北大acm1328，贪心算法

北大acm1328，贪心算法

（大大白第一次写博客，望谅解）
题目：
**Description
Assume the coasting is an infinite straight line. Land is in one side of coasting, sea in the other. Each small island is a point locating in the sea side. And any radar installation, locating on the coasting, can only cover d distance, so an island in the sea can be covered by a radius installation, if the distance between them is at most d.
We use Cartesian coordinate system, defining the coasting is the x-axis. The sea side is above x-axis, and the land side below. Given the position of each island in the sea, and given the distance of the coverage of the radar installation, your task is to write a program to find the minimal number of radar installations to cover all the islands. Note that the position of an island is represented by its x-y coordinates.

Figure A Sample Input of Radar Installations

Input
The input consists of several test cases. The first line of each case contains two integers n (1<=n<=1000) and d, where n is the number of islands in the sea and d is the distance of coverage of the radar installation. This is followed by n lines each containing two integers representing the coordinate of the position of each island. Then a blank line follows to separate the cases.
The input is terminated by a line containing pair of zeros
Output
For each test case output one line consisting of the test case number followed by the minimal number of radar installations needed. “-1” installation means no solution for that case.
Sample Input
3 2
1 2
-3 1
2 1
1 2
0 2
0 0
Sample Output
Case 1: 2
Case 2: 1**

**题目大意：**本题是贪心算法的一题解题思路，本题的题目是要我们建立雷达，给出我们雷达可以达到的半径和小岛数量以及小岛的位置，需要我们计算最小雷达数，这个数量是可以将给出的小岛全都侦测到。

**解题思路：**我们以每个小岛的位置为圆心，雷达侦测半径为圆半径做圆，每个小岛均有何x轴的两个交点，我们将左交点排序，按照贪心算法的思想确认``每个雷达的位置，从而计算最少需要多少个雷达。

所给资料:

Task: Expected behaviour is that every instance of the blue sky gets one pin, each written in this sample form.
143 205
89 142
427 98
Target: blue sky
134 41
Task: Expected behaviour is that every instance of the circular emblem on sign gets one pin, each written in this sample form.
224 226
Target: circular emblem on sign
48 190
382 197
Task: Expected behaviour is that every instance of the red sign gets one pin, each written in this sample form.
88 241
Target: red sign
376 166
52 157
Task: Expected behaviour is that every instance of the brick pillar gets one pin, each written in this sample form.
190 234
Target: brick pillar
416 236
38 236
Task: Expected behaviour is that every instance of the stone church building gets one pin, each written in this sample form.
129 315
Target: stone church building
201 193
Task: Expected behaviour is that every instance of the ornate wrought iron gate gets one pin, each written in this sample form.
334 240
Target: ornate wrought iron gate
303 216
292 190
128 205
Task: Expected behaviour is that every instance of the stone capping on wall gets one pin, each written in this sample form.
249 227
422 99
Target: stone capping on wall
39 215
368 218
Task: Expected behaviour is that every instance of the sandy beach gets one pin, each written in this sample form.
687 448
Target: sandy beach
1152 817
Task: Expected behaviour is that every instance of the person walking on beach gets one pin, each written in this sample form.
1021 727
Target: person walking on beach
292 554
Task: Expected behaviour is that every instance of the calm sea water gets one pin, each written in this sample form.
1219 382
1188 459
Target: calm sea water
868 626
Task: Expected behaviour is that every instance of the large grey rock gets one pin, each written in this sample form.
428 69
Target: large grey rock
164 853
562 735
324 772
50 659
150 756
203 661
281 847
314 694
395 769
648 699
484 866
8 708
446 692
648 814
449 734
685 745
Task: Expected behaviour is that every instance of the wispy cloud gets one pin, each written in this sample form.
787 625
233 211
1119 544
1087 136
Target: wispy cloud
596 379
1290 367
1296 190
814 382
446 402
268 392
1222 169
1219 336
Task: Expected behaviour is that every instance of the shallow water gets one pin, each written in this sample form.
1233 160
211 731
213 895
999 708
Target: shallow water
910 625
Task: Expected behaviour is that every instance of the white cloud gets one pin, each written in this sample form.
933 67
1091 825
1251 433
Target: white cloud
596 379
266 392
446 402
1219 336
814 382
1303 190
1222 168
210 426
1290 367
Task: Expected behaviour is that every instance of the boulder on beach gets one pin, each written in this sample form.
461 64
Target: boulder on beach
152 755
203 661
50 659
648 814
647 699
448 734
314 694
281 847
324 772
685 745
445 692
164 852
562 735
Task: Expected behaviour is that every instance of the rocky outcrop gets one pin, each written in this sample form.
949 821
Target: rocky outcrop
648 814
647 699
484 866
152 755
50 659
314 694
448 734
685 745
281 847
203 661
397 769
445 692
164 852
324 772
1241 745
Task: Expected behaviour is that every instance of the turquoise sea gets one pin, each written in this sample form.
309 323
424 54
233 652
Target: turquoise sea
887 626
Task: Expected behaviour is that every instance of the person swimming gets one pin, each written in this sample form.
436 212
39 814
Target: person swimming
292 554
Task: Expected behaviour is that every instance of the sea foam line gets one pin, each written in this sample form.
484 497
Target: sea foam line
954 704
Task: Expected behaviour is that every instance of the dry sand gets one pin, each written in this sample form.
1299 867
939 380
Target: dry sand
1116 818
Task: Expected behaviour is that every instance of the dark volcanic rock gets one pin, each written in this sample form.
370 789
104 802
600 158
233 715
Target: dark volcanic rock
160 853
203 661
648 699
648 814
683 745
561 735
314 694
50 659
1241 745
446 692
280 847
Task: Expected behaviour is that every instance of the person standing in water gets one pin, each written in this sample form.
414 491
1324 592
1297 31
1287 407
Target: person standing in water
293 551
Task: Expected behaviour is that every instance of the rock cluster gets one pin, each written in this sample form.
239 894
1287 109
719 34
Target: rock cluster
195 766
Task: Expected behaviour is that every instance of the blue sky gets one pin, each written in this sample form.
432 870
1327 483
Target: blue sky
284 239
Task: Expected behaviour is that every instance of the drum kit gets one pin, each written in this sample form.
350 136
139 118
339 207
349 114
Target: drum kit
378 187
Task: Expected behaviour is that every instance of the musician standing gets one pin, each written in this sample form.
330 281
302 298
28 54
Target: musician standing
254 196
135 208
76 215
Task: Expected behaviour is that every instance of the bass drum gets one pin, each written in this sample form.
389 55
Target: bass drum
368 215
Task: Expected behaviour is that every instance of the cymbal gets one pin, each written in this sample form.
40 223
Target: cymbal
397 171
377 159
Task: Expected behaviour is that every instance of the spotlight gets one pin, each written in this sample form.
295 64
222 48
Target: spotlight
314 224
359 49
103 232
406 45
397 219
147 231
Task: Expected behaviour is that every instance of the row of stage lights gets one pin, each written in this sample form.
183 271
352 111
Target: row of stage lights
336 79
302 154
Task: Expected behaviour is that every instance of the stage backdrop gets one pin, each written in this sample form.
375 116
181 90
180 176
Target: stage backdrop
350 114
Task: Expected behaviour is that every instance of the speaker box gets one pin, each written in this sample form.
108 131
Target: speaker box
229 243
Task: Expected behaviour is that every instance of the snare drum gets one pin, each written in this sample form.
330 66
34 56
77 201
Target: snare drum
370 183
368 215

任务说明: 逐字照录这篇博客中的一段，这一段以含有“Figure A Sample”的词句开头，以“for that case.”结尾。 以上条目与这篇博客并无关联。

参考回答:
Figure A Sample Input of Radar Installations

Input
The input consists of several test cases. The first line of each case contains two integers n (1<=n<=1000) and d, where n is the number of islands in the sea and d is the distance of coverage of the radar installation. This is followed by n lines each containing two integers representing the coordinate of the position of each island. Then a blank line follows to separate the cases.
The input is terminated by a line containing pair of zeros
Output
For each test case output one line consisting of the test case number followed by the minimal number of radar installations needed. “-1” installation means no solution for that case.